* **Your instructions**: Every line of the data below is to be given again as it appears, with the images removed.

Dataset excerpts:
*** Block opens ***

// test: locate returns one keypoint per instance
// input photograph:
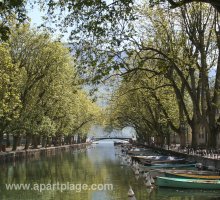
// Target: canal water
(98, 166)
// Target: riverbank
(20, 154)
(211, 163)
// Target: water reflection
(97, 165)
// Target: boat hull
(188, 183)
(192, 176)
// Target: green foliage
(9, 92)
(38, 74)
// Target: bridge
(111, 138)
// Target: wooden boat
(162, 160)
(192, 176)
(138, 151)
(167, 165)
(162, 172)
(188, 183)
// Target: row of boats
(170, 171)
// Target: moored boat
(188, 183)
(192, 176)
(166, 165)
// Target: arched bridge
(111, 138)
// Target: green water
(96, 165)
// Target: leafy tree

*** Block closes ***

* **Task output**:
// test: locate returns one keypoint per instance
// input photograph:
// Target: canal water
(98, 166)
// Target: riverbank
(20, 154)
(211, 163)
// Target: water reflection
(97, 165)
// Target: boat hull
(188, 183)
(192, 176)
// Target: green foliage
(9, 92)
(38, 74)
// Target: bridge
(111, 138)
// Target: wooden boat
(162, 160)
(192, 176)
(138, 151)
(167, 165)
(162, 172)
(188, 183)
// Target: row of boats
(170, 171)
// Target: moored boat
(188, 183)
(192, 176)
(166, 165)
// Target: arched bridge
(111, 138)
// Target: green water
(96, 165)
// Target: leafy tree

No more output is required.